## BEGIN SOURCE DOCUMENT

Ted Cruz is pro-life, pro-family, pro-gun, pro-drilling, pro-borders, pro-America, pro-freedom. He’s against abortion, against partial birth abortion, against federal funding for abortion, against forcing insurance companies or religious institutions to cover abortion, etc. against their will. Is against gay marriage, against ObamaCare, against amnesty, against “immigration reform.” He champions individual rights, religious freedom and states rights (federalism). He’s an experienced state attorney general who has argued and won many key battles in the Supreme Court.
I like him a lot. And if he runs I believe he will be one of our strongest, if not the best conservative running.
From the Federalist Society:
http://www.fed-soc.org/publications/id.475/author.asp
Hon. R. Ted Cruz
United States Senator, Texas
In 2012, Ted Cruz was elected as the 34th U.S. Senator from Texas. A passionate fighter for limited government, economic growth, and the Constitution, Ted won a decisive victory in both the Republican primary and the general election, despite having never before been elected to office.
Propelled by tens of thousands of grassroots activists across Texas, Teds election has been described by the Washington Post as the biggest upset of 2012 . . . a true grassroots victory against very long odds.
National Review has described Ted as a great Reaganite hope, columnist George Will has described him as as good as it gets, and the National Federation of Independent Business characterized his election as critical to the small-business owners in [Texas, and], also to protecting free enterprise across America,
Teds calling to public service is inspired largely by his first-hand observation of the pursuit of freedom and opportunity in America. Teds mother was born in Delaware to an Irish and Italian working-class family; she became the first in her family to go to college, graduated from Rice University with a degree in mathematics, and became a pioneering computer programmer in the 1950s.
Teds father was born in Cuba, fought in the revolution, and was imprisoned and tortured. He fled to Texas in 1957, penniless and not speaking a word of English. He washed dishes for 50 cents an hour, paid his way through the University of Texas, and started a small business in the oil and gas industry. Today, Teds father is a pastor in Dallas.
In the Senate, Ted serves on the Committee on Commerce, Science, and Transportation; the Committee on Armed Services; the Committee on the Judiciary; the Special Committee on Aging; and the Committee on Rules and Administration.
Before being elected, Ted received national acclaim as the Solicitor General of Texas, the State’s chief lawyer before the U.S. Supreme Court. Serving under Attorney General Greg Abbott, Ted was the nations youngest Solicitor General, the longest serving Solicitor General in Texas, and the first Hispanic Solicitor General of Texas.
In private practice in Houston, Ted spent five years as a partner at one of the nations largest law firms, where he led the firms U.S. Supreme Court and national Appellate Litigation practice.
Ted has authored more than 80 U.S. Supreme Court briefs and argued 43 oral arguments, including nine before the U.S. Supreme Court. During Teds service as Solicitor General, Texas achieved an unprecedented series of landmark national victories, including successfully defending:
U.S. sovereignty against the UN and the World Court in Medellin v. Texas;
The Second Amendment right to keep and bear arms;
The constitutionality of the Texas Ten Commandments monument;
The constitutionality of the words under God in the Pledge of Allegiance;
The constitutionality of the Texas Sexually Violent Predator Civil Commitment law; and
The Texas congressional redistricting plan.

## END SOURCE DOCUMENT
## BEGIN EXTRACTED ENTRIES

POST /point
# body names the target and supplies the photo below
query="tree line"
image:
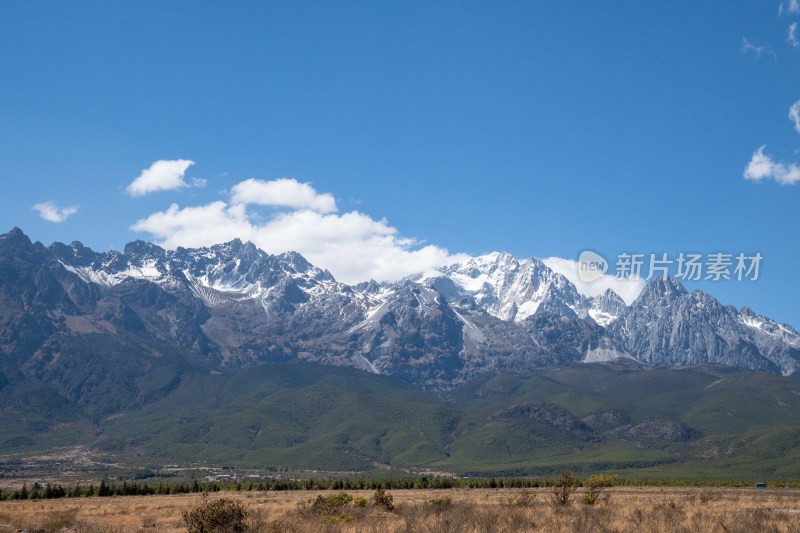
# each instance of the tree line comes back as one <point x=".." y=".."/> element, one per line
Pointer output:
<point x="51" y="491"/>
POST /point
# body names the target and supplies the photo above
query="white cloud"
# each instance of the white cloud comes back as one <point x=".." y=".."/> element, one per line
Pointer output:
<point x="758" y="51"/>
<point x="353" y="246"/>
<point x="50" y="211"/>
<point x="627" y="289"/>
<point x="282" y="192"/>
<point x="794" y="115"/>
<point x="791" y="38"/>
<point x="761" y="166"/>
<point x="161" y="176"/>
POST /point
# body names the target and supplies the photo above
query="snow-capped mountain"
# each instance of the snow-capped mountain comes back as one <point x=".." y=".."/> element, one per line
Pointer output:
<point x="147" y="312"/>
<point x="667" y="325"/>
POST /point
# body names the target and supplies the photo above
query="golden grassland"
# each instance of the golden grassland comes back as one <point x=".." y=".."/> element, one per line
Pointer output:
<point x="622" y="509"/>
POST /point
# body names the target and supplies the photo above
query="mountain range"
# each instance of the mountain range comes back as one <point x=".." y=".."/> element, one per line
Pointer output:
<point x="104" y="334"/>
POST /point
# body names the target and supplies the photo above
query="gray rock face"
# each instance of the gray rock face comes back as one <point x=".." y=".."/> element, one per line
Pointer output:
<point x="666" y="325"/>
<point x="142" y="318"/>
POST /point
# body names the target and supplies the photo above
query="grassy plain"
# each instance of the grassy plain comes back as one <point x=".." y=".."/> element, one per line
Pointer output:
<point x="652" y="509"/>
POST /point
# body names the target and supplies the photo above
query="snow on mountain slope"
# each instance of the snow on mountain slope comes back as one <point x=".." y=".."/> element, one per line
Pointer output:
<point x="508" y="288"/>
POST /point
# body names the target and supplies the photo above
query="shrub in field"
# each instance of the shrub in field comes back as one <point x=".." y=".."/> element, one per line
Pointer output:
<point x="332" y="504"/>
<point x="564" y="487"/>
<point x="524" y="498"/>
<point x="383" y="499"/>
<point x="595" y="485"/>
<point x="64" y="518"/>
<point x="218" y="516"/>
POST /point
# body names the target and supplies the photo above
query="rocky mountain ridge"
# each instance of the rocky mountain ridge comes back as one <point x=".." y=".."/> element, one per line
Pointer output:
<point x="84" y="320"/>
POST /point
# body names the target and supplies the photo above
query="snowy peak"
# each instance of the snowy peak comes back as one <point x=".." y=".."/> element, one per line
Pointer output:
<point x="508" y="288"/>
<point x="606" y="307"/>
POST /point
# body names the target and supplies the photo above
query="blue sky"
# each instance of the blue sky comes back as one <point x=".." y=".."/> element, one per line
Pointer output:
<point x="435" y="128"/>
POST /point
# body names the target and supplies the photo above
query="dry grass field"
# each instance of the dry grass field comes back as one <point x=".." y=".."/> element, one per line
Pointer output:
<point x="456" y="510"/>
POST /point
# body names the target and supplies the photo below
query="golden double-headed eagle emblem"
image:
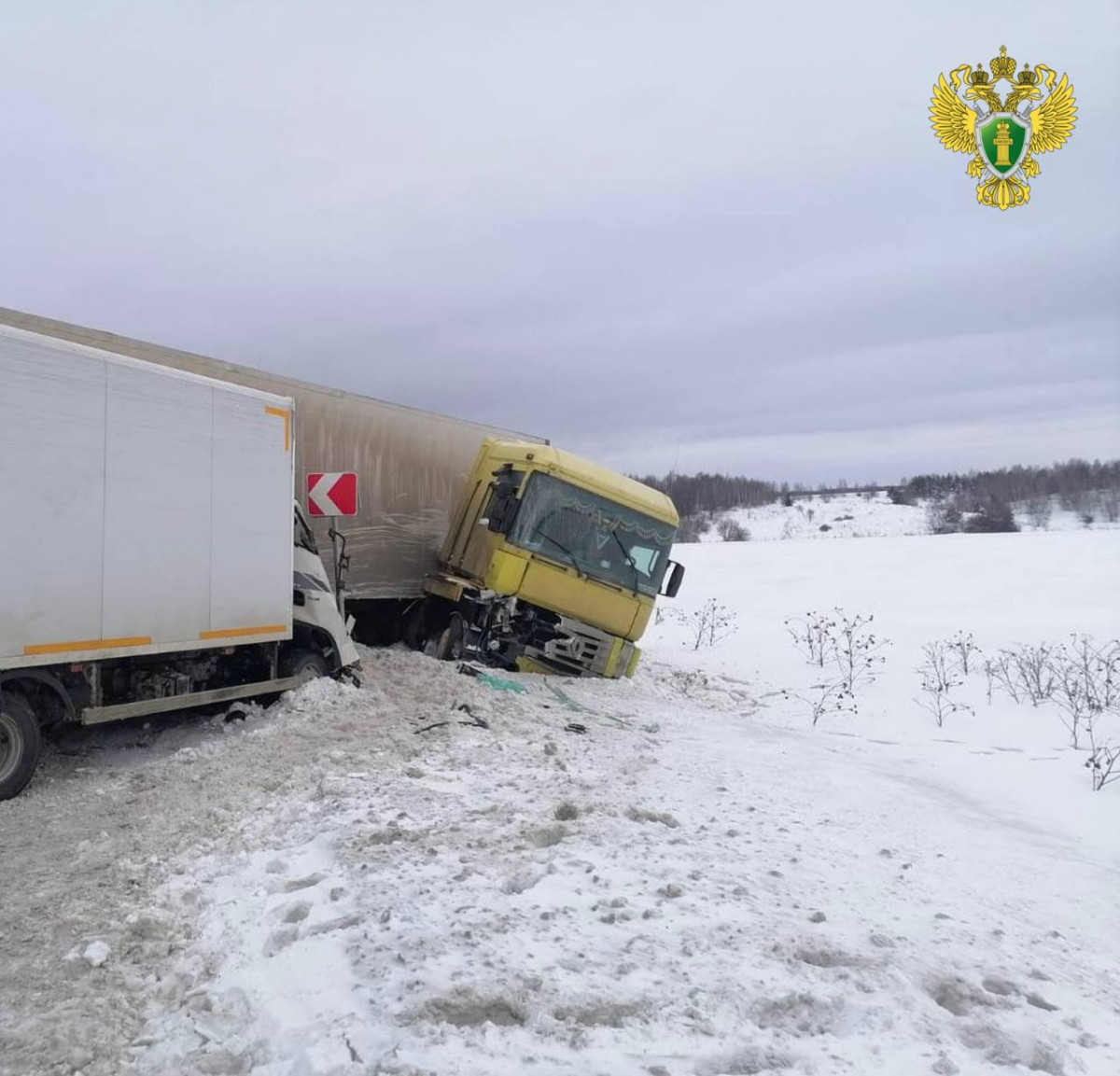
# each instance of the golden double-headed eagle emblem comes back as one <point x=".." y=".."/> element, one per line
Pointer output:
<point x="1002" y="134"/>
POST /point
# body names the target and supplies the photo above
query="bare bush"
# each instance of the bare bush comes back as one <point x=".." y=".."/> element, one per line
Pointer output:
<point x="1085" y="684"/>
<point x="709" y="623"/>
<point x="1101" y="762"/>
<point x="860" y="651"/>
<point x="689" y="530"/>
<point x="939" y="678"/>
<point x="827" y="698"/>
<point x="1034" y="667"/>
<point x="1001" y="676"/>
<point x="732" y="531"/>
<point x="964" y="650"/>
<point x="815" y="636"/>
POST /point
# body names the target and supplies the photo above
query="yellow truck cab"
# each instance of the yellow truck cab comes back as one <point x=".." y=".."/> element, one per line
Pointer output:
<point x="552" y="565"/>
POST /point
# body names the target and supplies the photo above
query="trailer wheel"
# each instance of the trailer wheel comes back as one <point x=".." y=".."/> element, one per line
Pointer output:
<point x="413" y="628"/>
<point x="20" y="744"/>
<point x="306" y="664"/>
<point x="452" y="639"/>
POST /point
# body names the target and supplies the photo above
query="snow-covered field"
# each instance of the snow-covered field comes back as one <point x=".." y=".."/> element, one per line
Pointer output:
<point x="700" y="884"/>
<point x="860" y="515"/>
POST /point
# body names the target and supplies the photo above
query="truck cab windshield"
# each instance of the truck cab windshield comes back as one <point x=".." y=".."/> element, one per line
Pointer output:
<point x="597" y="537"/>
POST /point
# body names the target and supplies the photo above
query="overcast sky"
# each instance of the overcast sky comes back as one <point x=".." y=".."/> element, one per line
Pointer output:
<point x="703" y="235"/>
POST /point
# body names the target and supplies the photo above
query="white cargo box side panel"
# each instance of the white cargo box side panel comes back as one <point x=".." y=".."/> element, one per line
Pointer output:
<point x="51" y="483"/>
<point x="250" y="589"/>
<point x="157" y="506"/>
<point x="151" y="509"/>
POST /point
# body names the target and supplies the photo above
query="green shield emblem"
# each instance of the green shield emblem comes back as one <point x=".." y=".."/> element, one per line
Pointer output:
<point x="1002" y="141"/>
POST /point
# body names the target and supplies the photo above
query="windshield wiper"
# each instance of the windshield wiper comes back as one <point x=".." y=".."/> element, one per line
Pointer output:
<point x="565" y="550"/>
<point x="630" y="559"/>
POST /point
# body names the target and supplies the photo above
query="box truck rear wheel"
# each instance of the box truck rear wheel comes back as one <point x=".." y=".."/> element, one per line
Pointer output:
<point x="20" y="744"/>
<point x="306" y="664"/>
<point x="453" y="639"/>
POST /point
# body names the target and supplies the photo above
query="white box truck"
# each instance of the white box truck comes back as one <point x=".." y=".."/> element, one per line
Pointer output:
<point x="151" y="554"/>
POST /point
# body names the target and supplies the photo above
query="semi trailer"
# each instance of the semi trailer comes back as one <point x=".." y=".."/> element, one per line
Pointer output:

## END EXTRACTED ENTRIES

*AIM OF THE TASK*. Pick up the piece about Ted Cruz right after its last sentence and keep writing it. The lines stand apart from the piece about Ted Cruz and are separate material.

*RESPONSE TO THE EXERCISE*.
The National Law Journal has called Ted a key voice to whom the [U.S. Supreme Court] Justices listen. Ted has been named by American Lawyer magazine as one of the 50 Best Litigators under 45 in America, by the National Law Journal as one of the 50 Most Influential Minority Lawyers in America, and by Texas Lawyer as one of the 25 Greatest Texas Lawyers of the Past Quarter Century.
From 2004-09, he taught U.S. Supreme Court Litigation as an Adjunct Professor of Law at the University of Texas School of Law.
Prior to becoming Solicitor General, he served as the Director of the Office of Policy Planning at the Federal Trade Commission, as Associate Deputy Attorney General at the U.S. Department of Justice, and as Domestic Policy Advisor on the 2000 Bush-Cheney campaign.
Ted graduated with honors from Princeton University and with high honors from Harvard Law School. He served as a law clerk to Chief Justice William Rehnquist on the U.S. Supreme Court. He was the first Hispanic ever to clerk for the Chief Justice of the United States.
Ted and his wife Heidi live in his hometown of Houston, Texas, with their two young daughters Caroline and Catherine.
Education
Harvard Law School, 1995, J.D., Magna Cum Laude
Princeton University, 1992, A.B., Cum Laude
Publications
Is the Administrative State on the Rise? - Event Audio/Video
First Annual Executive Branch Review Conference
June 13, 2013
Address by Senator-Elect Ted Cruz - Event Audio/Video
2012 National Lawyers Convention
November 20, 2012
Enumerated Powers, the Tenth Amendment, and Limited Government - Event Audio/Video
2010 National Lawyers Convention
November 18, 2010
The Role of the State Attorney General - Podcast
Federalism & Separation of Powers Practice Group
May 20, 2010
Salazar v. Buono and the Establishment Clause - Podcast
Religious Liberties Practice Group
April 6, 2010
A Look Back at the October Supreme Court 2007 Term - Event Audio/Video
July 1, 2008
SCOTUScast 10-11-07 featuring Ted Cruz
Medellin v. Texas
October 11, 2007
Medellin v. Texas: Presidential Power and International Tribunals - Event Audio/Video
September 27, 2007
A Preview of the Supreme Court October 2007 Term, With a Look Back at the October 2006 Term - Event Audio/Video
September 26, 2007
Government—Friend or Foe of E-Commerce? - Transcript
Fight The Future? Government Regulation and Technological Progress
October 18, 2001
Debates
District of Columbia v. Heller
June 26, 2008
Medellin v. Texas
Part I: Self-Execution
March 28, 2008
From the Federalist Society:
http://www.fed-soc.org/publications/id.475/author.asp
Hon. R. Ted Cruz
In 2012, Ted Cruz was elected as the 34th U.S. Senator from Texas. A passionate fighter for limited government, economic growth, and the Constitution, Ted won a decisive victory in both the Republican primary and the general election, despite having never before been elected to office.
Propelled by tens of thousands of grassroots activists across Texas, Ted’s election has been described by the Washington Post as “the biggest upset of 2012 . . . a true grassroots victory against very long odds.”
National Review has described Ted as “a great Reaganite hope,” columnist George Will has described him as “as good as it gets,” and the National Federation of Independent Business characterized his election as “critical to the small-business owners in [Texas, and], also to protecting free enterprise across America,”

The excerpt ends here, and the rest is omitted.